**TASK TO CARRY OUT**
Please copy the lines starting at the one containing "outline dirt ground" and ending at the one containing "127L195 126L187 129L189", both included, and write them out exactly.

**PROVIDED MATERIAL**
────────────────
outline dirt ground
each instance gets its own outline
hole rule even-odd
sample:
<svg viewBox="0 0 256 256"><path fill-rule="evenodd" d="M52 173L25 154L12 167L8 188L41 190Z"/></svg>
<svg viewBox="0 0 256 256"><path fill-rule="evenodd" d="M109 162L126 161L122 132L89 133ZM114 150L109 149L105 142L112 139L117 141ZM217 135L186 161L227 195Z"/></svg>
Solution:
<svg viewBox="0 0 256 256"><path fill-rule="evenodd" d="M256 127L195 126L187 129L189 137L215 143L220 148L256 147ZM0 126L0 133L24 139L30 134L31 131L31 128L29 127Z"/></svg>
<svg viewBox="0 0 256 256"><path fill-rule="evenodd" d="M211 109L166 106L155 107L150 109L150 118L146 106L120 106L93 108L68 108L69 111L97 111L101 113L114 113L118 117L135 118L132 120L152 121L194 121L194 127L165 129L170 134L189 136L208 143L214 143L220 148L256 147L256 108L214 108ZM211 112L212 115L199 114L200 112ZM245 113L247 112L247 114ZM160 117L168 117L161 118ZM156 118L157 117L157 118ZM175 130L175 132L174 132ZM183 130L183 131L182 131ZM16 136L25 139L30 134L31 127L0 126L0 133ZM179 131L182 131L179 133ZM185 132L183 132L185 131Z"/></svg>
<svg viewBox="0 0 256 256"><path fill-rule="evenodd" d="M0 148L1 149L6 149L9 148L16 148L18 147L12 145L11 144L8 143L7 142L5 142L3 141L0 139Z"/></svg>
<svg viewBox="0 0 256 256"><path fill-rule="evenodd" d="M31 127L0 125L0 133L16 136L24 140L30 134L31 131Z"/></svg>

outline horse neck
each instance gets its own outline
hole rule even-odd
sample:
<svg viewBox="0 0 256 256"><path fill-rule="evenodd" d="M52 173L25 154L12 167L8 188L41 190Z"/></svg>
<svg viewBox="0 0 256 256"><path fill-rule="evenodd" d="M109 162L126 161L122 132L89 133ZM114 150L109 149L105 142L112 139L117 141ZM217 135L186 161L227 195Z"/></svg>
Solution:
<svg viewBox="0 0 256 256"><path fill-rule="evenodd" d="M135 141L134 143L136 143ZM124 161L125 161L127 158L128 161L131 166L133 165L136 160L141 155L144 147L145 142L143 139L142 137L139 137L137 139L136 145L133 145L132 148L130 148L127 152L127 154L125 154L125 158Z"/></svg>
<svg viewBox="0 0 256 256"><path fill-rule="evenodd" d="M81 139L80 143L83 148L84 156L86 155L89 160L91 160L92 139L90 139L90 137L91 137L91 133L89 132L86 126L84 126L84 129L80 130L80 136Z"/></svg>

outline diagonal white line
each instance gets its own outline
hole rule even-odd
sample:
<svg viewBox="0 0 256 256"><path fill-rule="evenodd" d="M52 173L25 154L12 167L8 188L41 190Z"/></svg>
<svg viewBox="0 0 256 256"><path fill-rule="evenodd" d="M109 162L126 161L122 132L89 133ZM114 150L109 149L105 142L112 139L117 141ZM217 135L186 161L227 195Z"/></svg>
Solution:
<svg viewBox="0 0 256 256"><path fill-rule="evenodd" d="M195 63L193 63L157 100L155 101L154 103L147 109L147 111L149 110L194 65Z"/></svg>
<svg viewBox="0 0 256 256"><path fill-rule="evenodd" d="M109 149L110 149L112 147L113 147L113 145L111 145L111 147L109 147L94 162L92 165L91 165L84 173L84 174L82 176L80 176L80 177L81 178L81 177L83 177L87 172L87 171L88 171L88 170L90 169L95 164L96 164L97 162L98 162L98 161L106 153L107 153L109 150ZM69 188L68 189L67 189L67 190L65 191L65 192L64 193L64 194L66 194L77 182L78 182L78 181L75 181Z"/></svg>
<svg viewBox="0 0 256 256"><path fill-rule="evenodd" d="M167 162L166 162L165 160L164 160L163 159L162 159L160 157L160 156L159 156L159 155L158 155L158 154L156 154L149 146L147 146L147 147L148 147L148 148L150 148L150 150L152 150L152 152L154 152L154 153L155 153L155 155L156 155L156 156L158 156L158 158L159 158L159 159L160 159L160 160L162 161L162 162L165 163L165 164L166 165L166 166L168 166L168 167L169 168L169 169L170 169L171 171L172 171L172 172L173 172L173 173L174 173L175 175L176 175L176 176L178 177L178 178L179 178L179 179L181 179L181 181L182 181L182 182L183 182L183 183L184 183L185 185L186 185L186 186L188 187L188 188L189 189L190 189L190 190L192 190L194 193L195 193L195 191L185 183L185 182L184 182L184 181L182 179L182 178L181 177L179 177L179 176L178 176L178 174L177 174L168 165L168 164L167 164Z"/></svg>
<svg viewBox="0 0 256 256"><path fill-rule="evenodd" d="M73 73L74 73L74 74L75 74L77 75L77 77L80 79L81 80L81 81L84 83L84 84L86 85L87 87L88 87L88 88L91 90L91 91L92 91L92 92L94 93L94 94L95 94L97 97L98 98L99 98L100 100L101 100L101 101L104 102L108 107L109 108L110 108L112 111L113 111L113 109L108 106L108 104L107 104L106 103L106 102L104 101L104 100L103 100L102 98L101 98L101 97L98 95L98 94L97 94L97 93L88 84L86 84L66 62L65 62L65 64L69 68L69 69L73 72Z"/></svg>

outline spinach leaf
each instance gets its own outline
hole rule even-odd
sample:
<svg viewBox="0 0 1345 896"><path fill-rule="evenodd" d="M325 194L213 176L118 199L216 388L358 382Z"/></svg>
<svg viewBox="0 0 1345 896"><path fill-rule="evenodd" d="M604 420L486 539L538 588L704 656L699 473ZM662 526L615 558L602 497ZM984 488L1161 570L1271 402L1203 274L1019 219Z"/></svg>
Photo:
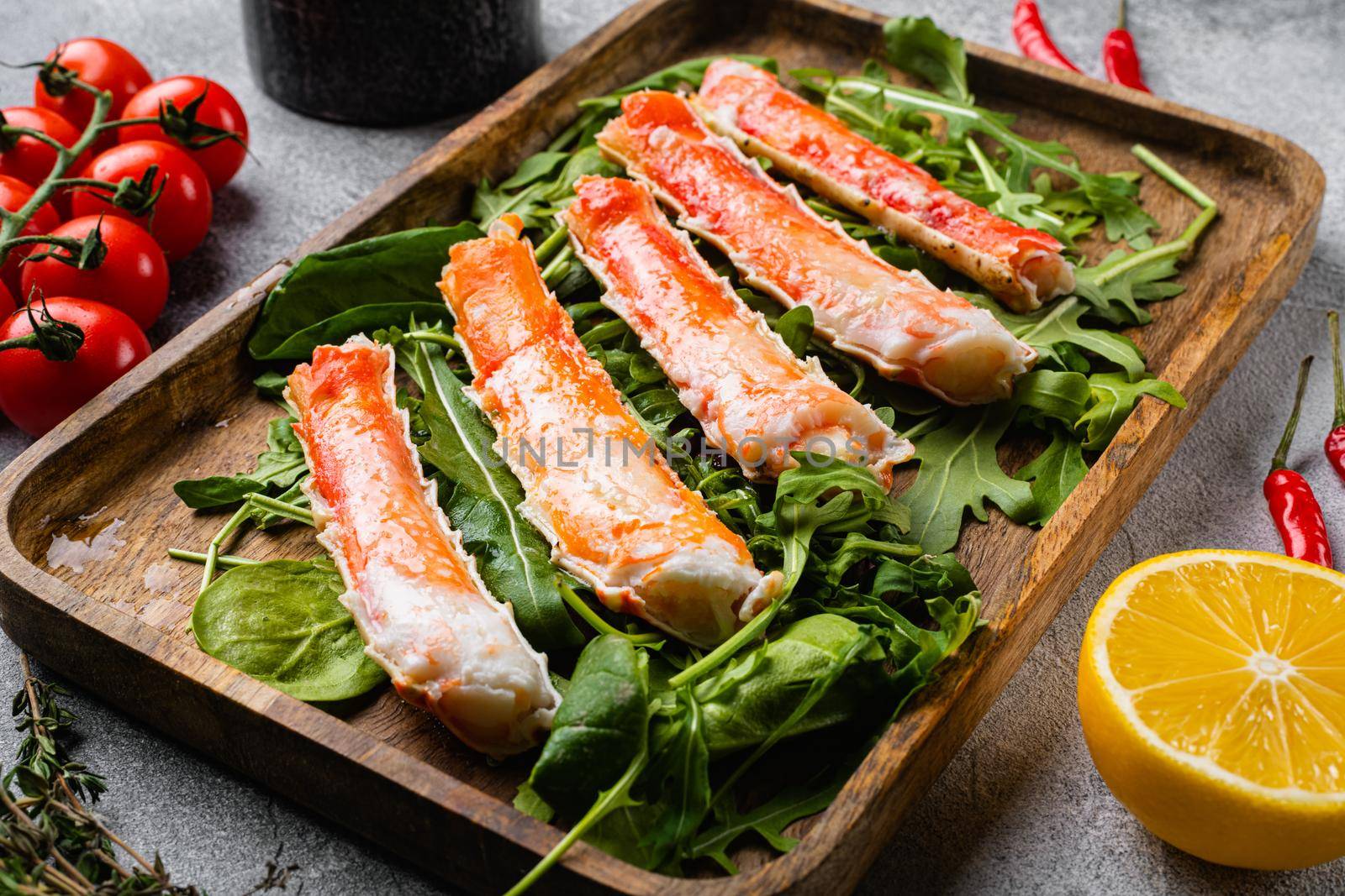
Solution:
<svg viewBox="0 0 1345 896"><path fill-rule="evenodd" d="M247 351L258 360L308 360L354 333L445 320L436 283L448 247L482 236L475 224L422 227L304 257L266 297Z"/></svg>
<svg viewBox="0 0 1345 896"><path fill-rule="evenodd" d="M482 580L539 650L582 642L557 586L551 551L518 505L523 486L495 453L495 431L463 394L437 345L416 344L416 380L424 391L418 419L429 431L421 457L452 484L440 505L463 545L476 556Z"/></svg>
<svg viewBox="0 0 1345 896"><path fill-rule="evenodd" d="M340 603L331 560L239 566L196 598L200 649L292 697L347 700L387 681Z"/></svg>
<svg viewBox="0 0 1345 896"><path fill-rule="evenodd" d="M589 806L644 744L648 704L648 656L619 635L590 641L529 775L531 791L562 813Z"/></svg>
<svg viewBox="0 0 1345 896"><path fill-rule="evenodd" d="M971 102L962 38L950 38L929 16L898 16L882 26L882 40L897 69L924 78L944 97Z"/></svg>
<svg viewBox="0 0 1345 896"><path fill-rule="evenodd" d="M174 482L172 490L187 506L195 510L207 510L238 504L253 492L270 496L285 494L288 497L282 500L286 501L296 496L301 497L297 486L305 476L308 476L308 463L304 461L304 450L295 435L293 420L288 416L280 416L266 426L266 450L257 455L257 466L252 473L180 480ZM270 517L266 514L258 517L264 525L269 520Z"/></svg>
────────────────
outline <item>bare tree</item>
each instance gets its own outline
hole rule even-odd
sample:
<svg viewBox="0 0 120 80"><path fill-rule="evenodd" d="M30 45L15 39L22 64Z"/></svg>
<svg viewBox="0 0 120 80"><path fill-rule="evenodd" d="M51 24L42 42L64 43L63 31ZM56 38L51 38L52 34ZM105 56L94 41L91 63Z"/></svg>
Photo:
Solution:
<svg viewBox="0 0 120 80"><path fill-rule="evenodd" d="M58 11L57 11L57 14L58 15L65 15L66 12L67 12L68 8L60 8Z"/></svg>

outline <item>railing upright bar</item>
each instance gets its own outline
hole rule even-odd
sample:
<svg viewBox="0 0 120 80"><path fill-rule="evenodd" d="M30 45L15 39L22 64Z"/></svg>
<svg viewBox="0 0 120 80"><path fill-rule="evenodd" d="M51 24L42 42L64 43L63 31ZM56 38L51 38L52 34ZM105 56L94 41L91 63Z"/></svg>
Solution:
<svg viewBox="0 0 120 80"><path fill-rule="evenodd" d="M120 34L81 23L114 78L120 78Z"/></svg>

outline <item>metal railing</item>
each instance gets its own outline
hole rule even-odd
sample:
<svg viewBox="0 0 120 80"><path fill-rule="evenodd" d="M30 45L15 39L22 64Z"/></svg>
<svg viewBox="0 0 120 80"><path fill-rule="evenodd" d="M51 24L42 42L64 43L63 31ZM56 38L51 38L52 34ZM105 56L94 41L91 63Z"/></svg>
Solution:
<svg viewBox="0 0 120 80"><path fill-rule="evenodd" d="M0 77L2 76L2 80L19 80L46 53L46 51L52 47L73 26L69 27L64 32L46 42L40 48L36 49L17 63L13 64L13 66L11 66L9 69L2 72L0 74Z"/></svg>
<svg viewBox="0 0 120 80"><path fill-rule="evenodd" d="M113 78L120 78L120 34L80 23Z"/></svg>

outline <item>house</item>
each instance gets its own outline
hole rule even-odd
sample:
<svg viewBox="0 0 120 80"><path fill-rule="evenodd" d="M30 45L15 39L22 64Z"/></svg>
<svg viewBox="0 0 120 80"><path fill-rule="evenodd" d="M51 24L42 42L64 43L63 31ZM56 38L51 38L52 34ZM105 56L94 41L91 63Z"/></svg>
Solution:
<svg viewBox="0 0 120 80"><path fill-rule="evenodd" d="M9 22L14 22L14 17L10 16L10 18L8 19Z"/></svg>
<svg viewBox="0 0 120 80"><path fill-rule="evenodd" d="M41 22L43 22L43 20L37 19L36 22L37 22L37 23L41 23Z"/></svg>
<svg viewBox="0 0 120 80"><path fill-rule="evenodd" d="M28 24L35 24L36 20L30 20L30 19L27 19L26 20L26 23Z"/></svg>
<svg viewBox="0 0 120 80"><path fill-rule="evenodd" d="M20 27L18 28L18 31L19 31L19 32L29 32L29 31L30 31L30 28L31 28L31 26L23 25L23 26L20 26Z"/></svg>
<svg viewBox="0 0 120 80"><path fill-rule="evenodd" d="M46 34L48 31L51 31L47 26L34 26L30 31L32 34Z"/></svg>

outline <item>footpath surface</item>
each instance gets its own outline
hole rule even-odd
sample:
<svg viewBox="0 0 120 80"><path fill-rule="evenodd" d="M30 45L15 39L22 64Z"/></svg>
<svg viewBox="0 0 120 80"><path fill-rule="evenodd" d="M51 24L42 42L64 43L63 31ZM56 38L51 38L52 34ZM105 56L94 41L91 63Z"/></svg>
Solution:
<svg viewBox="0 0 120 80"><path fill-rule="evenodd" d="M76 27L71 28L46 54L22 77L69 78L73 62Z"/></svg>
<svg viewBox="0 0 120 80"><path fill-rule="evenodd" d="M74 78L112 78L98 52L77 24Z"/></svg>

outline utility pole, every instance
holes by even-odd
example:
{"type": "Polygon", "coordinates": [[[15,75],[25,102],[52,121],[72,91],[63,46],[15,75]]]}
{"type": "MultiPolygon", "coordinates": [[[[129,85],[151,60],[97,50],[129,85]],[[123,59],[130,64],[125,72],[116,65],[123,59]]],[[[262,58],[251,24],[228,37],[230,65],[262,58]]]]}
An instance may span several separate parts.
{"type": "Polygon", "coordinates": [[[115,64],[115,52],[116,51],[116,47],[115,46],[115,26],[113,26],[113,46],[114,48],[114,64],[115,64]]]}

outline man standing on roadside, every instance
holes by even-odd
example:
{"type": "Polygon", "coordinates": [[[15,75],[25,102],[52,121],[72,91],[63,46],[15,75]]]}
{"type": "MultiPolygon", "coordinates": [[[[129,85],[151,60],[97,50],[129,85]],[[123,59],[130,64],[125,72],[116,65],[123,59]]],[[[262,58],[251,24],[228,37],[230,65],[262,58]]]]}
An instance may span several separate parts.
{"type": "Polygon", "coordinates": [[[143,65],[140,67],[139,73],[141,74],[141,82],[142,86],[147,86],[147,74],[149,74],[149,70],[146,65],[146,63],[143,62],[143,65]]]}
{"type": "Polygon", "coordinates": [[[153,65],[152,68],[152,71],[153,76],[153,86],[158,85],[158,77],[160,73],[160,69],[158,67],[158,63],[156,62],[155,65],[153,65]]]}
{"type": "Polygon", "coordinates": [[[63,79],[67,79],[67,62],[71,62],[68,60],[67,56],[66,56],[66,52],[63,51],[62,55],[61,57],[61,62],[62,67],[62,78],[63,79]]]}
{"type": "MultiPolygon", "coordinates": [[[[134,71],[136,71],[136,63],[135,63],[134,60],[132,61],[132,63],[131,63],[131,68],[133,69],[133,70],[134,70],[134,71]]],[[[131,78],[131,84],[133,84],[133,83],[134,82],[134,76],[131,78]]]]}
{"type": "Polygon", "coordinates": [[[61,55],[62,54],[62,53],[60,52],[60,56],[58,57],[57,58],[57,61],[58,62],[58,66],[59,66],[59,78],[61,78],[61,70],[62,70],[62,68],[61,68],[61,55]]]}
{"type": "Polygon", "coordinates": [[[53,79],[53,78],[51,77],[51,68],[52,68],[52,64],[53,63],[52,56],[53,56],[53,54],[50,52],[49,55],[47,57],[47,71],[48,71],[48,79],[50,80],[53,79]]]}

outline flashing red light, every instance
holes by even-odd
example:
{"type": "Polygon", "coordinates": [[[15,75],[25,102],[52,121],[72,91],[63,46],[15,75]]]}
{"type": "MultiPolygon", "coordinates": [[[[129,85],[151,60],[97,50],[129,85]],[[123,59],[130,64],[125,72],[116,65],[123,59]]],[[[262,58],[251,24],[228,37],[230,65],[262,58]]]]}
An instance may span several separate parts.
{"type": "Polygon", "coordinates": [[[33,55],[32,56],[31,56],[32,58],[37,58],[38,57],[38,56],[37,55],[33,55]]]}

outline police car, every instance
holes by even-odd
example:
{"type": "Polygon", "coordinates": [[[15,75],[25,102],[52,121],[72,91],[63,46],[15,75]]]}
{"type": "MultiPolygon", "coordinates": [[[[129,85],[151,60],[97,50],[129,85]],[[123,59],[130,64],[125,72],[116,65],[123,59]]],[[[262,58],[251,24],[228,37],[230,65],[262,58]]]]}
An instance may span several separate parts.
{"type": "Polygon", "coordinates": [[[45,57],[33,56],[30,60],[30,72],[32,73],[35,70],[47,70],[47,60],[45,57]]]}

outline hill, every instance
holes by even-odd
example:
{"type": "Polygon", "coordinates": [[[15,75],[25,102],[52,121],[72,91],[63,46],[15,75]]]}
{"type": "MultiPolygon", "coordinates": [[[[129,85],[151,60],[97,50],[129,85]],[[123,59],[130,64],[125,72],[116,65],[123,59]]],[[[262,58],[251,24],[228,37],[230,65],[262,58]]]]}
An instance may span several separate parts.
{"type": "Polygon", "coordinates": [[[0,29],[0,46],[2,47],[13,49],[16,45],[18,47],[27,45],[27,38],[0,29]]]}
────────────────
**PROBLEM SOLUTION**
outline dirt ground
each instance gets its own outline
hole rule even-odd
sample:
<svg viewBox="0 0 256 256"><path fill-rule="evenodd" d="M52 173L25 154L12 167L8 188L41 190Z"/></svg>
<svg viewBox="0 0 256 256"><path fill-rule="evenodd" d="M109 162L126 161L122 132L89 133ZM114 150L109 149L105 142L112 139L117 141ZM217 135L186 161L227 195Z"/></svg>
Solution:
<svg viewBox="0 0 256 256"><path fill-rule="evenodd" d="M256 127L195 126L187 129L189 137L215 143L220 148L256 147ZM0 126L0 133L24 139L30 134L31 131L31 128L29 127Z"/></svg>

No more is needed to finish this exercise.